PROMPT:
Everything from the line containing "Phrase: village" down to the last line of the entries below must be transcribed exactly, and nothing else.
+++
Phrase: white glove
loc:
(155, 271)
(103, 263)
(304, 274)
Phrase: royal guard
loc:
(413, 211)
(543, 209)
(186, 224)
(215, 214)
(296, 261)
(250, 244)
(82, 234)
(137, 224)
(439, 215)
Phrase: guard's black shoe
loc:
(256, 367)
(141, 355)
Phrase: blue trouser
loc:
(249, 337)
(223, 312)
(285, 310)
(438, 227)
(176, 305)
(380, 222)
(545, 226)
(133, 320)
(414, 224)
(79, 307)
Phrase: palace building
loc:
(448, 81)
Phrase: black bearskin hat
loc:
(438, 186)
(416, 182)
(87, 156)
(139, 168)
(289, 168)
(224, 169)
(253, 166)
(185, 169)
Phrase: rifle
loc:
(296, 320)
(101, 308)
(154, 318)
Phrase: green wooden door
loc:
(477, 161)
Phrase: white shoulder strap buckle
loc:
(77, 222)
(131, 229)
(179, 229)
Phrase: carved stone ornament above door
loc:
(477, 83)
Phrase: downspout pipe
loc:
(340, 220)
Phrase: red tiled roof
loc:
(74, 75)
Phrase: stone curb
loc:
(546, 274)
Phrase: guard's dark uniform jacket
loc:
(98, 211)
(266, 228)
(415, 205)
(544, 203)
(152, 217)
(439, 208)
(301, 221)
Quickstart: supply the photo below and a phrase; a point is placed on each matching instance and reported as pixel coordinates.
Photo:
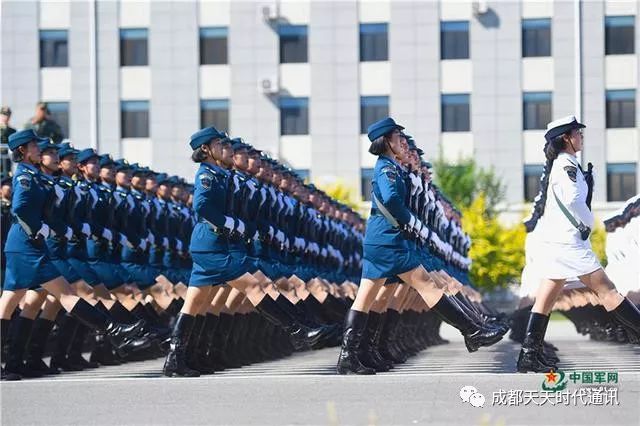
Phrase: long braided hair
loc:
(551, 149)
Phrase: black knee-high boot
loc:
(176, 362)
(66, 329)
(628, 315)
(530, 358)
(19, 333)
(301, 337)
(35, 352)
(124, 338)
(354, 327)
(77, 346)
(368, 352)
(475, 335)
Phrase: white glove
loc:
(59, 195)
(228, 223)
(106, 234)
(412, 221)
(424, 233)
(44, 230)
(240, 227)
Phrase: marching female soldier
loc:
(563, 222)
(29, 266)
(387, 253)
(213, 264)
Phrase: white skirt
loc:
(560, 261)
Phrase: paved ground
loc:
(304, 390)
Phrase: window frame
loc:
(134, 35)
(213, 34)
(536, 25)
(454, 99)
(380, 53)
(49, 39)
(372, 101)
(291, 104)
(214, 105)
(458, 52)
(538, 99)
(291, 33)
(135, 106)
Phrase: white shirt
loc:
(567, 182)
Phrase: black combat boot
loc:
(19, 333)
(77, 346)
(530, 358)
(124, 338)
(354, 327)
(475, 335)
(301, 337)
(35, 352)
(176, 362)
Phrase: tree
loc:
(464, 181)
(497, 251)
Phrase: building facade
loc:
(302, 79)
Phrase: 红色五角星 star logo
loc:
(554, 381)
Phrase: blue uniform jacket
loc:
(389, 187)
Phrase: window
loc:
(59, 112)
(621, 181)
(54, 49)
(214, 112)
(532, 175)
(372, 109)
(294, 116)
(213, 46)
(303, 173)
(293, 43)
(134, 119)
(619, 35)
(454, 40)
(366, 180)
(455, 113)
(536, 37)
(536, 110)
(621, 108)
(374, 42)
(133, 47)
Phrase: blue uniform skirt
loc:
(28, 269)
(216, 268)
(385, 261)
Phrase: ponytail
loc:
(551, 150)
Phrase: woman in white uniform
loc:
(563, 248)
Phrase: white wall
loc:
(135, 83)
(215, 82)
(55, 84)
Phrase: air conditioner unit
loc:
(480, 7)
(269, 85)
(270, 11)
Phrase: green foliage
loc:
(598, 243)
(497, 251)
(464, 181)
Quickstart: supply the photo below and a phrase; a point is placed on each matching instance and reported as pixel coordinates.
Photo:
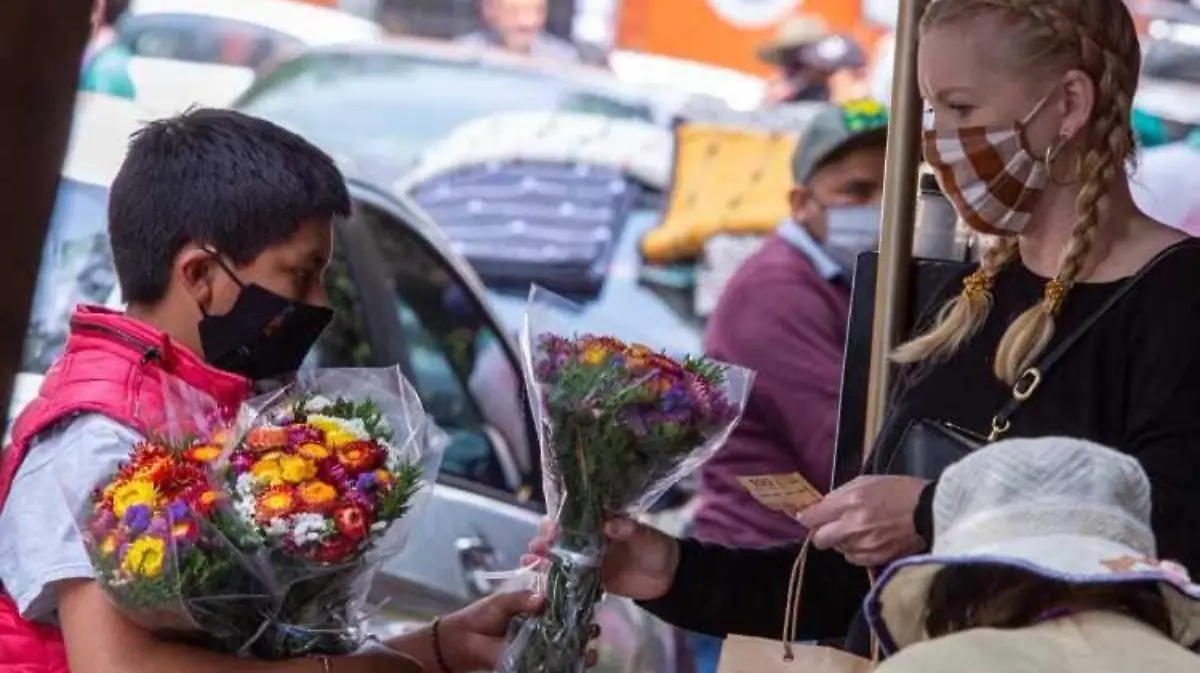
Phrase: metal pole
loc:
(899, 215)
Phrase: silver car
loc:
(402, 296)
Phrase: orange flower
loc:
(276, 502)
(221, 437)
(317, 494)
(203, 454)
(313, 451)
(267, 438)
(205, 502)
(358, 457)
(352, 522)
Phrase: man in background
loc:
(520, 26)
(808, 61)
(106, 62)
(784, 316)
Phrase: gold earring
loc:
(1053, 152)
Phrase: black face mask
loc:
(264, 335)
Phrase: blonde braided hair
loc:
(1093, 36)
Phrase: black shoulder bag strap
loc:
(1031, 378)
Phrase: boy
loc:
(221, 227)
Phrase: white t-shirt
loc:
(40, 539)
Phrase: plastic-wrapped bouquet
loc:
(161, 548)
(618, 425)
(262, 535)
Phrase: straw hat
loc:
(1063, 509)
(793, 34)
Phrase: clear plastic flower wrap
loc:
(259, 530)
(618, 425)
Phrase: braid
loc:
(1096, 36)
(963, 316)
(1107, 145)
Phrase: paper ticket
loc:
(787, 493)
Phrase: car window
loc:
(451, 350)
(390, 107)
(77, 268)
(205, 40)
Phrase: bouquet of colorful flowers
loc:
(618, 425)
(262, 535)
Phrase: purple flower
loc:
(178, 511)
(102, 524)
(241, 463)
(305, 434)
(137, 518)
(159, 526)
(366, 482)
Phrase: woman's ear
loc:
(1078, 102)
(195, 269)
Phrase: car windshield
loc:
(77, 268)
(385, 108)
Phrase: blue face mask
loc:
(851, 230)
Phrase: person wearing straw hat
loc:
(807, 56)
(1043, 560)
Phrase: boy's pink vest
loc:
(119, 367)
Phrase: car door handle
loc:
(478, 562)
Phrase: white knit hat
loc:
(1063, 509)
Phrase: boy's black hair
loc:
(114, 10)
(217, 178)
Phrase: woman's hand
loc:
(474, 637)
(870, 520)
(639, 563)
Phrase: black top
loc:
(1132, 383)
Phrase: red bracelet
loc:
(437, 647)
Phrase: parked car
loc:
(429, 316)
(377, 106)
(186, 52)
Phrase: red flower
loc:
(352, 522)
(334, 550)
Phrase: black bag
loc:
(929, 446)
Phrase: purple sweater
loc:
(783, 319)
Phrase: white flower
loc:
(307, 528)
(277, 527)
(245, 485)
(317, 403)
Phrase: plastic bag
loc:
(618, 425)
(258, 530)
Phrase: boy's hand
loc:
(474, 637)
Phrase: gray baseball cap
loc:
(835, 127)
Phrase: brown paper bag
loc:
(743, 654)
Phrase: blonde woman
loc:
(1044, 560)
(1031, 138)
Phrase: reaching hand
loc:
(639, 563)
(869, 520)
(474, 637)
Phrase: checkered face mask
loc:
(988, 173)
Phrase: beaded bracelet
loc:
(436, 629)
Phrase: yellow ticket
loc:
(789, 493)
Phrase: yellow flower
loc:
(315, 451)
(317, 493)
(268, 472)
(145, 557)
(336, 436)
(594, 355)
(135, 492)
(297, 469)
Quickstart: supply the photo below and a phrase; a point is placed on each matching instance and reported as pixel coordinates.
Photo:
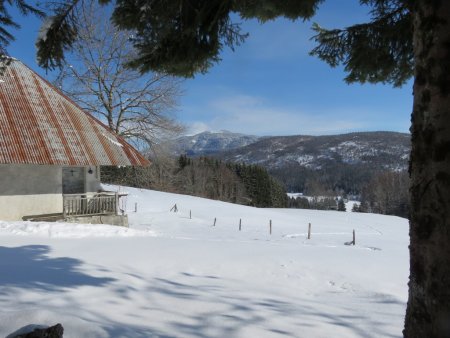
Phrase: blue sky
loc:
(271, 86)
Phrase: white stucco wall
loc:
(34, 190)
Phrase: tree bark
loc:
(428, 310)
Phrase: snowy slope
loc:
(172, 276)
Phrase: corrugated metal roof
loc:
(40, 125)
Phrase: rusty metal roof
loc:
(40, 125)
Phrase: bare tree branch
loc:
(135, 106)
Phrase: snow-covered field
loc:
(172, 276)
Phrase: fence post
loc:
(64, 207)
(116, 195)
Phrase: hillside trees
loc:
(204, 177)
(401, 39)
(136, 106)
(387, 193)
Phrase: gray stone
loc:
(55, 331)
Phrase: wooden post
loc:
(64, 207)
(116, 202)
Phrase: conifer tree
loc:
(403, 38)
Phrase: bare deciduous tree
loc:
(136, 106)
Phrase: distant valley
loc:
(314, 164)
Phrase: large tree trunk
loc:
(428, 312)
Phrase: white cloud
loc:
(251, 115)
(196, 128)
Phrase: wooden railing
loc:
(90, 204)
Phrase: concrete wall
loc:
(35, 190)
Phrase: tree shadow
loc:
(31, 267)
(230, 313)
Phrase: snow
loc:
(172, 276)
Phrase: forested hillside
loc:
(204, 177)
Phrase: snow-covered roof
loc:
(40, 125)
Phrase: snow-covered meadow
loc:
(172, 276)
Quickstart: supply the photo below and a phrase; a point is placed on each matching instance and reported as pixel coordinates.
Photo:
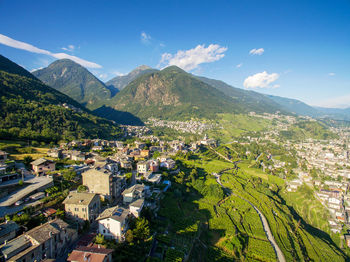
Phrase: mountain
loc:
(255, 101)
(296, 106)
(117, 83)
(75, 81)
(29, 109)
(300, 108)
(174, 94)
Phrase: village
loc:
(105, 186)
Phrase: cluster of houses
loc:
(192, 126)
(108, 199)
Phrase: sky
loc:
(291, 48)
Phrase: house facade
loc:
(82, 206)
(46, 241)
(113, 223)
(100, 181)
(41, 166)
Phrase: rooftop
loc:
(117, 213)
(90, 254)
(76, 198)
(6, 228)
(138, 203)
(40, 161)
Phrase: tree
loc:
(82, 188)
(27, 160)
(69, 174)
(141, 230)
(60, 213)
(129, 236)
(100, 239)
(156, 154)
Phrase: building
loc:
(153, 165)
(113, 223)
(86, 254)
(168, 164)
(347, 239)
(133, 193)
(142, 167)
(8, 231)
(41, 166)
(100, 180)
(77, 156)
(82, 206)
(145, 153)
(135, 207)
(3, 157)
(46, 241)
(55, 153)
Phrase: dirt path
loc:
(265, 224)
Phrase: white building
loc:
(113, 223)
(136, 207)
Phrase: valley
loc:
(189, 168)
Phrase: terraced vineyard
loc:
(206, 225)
+++
ANSWER FOR THE TASK:
Phrase: village
loc:
(105, 186)
Phrase: cluster of houses
loc:
(192, 126)
(108, 199)
Phrase: sky
loc:
(291, 48)
Phrase: house facade
loc:
(82, 206)
(46, 241)
(113, 223)
(100, 181)
(41, 166)
Phrase: rooftop
loc:
(117, 213)
(90, 254)
(76, 198)
(6, 228)
(138, 203)
(40, 161)
Phrase: tree
loc:
(82, 188)
(27, 160)
(69, 174)
(141, 230)
(60, 213)
(129, 236)
(100, 239)
(156, 154)
Phrase: building
loc:
(153, 165)
(113, 223)
(86, 254)
(168, 164)
(347, 239)
(133, 193)
(142, 167)
(8, 231)
(41, 166)
(100, 180)
(77, 156)
(82, 206)
(145, 153)
(135, 207)
(3, 157)
(46, 241)
(55, 153)
Phrase: dirt path
loc:
(265, 224)
Phrase: white building
loc:
(113, 223)
(136, 207)
Phrase: valley
loc:
(189, 168)
Phrase: terraced vineyard
loc:
(206, 225)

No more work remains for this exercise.